[Start]

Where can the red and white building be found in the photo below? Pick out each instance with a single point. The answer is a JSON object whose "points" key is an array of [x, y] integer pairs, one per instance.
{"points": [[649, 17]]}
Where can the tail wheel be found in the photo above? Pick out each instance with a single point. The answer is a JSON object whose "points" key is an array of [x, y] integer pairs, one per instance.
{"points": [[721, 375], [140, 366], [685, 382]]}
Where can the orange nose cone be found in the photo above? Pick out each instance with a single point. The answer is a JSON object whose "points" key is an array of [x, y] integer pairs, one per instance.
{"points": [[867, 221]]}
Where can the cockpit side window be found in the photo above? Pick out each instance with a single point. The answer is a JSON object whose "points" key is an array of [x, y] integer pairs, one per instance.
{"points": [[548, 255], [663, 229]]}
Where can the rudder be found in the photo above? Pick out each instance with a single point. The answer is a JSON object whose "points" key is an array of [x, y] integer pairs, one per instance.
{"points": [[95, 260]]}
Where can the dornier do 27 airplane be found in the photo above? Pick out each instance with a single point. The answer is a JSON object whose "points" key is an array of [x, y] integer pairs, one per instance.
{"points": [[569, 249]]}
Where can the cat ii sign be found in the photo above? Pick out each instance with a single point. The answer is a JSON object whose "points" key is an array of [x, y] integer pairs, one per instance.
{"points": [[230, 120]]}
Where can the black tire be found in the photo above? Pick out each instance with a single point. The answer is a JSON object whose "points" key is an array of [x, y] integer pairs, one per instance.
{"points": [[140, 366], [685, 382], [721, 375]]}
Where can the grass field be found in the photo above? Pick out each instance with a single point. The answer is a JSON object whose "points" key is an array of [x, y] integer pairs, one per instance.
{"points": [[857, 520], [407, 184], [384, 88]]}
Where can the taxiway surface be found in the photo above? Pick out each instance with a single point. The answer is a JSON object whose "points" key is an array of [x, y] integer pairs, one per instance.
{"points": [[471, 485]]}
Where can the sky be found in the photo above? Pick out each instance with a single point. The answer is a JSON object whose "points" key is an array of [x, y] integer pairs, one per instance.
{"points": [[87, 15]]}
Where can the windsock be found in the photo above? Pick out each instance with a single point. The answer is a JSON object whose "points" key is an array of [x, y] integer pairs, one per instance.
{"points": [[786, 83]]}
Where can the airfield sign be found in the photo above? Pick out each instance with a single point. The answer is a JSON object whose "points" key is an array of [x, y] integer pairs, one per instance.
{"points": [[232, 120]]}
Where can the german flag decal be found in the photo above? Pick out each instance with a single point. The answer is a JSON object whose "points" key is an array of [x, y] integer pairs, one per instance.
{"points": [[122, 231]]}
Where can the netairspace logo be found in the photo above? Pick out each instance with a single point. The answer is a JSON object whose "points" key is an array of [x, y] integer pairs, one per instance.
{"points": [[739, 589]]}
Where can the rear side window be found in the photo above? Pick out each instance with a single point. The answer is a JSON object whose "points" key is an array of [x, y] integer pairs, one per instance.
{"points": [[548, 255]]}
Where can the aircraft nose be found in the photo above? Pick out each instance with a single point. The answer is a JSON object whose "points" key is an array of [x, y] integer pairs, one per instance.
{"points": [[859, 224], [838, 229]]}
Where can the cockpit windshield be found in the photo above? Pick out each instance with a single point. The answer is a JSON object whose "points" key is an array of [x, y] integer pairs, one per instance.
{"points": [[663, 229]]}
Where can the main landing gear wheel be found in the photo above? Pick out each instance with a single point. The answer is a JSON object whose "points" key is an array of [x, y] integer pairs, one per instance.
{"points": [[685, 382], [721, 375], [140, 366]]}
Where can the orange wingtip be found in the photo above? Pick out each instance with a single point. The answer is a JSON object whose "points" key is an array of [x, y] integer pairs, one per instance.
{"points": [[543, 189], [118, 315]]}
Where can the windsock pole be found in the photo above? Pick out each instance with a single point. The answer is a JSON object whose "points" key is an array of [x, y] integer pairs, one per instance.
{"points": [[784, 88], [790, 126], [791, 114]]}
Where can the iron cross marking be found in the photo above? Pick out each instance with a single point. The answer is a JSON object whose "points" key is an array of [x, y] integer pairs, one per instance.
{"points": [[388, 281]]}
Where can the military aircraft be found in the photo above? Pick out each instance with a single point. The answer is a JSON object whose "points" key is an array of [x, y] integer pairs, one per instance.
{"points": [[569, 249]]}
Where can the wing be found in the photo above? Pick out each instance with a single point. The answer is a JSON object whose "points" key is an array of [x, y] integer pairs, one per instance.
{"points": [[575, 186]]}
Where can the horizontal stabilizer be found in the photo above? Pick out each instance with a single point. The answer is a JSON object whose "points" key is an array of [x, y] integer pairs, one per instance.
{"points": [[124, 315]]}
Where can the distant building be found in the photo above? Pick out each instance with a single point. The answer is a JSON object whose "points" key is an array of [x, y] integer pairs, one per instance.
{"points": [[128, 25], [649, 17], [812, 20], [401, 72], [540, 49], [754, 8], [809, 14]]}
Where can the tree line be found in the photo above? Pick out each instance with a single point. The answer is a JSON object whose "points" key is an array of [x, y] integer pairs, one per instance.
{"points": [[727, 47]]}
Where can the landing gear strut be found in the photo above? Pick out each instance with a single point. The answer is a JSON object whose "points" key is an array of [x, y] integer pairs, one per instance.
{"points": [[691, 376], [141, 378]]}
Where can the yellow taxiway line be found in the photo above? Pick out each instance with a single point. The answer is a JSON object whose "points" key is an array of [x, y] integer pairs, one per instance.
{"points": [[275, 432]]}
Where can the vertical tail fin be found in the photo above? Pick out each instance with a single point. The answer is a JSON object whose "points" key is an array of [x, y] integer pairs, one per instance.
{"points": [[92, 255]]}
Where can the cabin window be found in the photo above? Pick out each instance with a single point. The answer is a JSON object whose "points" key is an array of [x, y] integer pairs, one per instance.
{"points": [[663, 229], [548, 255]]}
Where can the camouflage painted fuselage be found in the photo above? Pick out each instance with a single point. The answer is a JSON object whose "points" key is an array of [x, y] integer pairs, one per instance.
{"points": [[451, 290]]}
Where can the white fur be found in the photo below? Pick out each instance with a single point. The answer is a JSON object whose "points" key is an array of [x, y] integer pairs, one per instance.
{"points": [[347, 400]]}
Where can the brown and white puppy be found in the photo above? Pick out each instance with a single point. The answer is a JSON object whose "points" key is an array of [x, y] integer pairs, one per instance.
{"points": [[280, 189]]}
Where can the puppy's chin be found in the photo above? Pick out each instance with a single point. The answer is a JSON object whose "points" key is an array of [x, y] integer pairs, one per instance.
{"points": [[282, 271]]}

[End]

Written instruction: Only the lines from the one containing "Where can the camouflage" to the end of the data should be printed, exactly as they stand.

Answer to the problem:
Where can the camouflage painted fuselage be found in the photo above? Pick out each instance with a single point. The answer is a JSON object whose "points" key is an array of [x, y] integer pairs, one per instance.
{"points": [[451, 290]]}
Where can the white fur be found in the photo below? Pick out each instance with a single point. The answer is a JSON object whose "points" key is an array of [x, y] integer pairs, one per instance.
{"points": [[347, 400]]}
Where can the brown and white puppy be found in the photo above? Pick out each instance with a single point. The answer is a JSON object whose "points" key is an array of [x, y] integer pairs, one per instance.
{"points": [[280, 189]]}
Where can the puppy's chin be found in the photo above? Pick out each instance with a single point. The answer is a JSON object whose "points" key is an array of [x, y] integer pairs, one per instance.
{"points": [[282, 271]]}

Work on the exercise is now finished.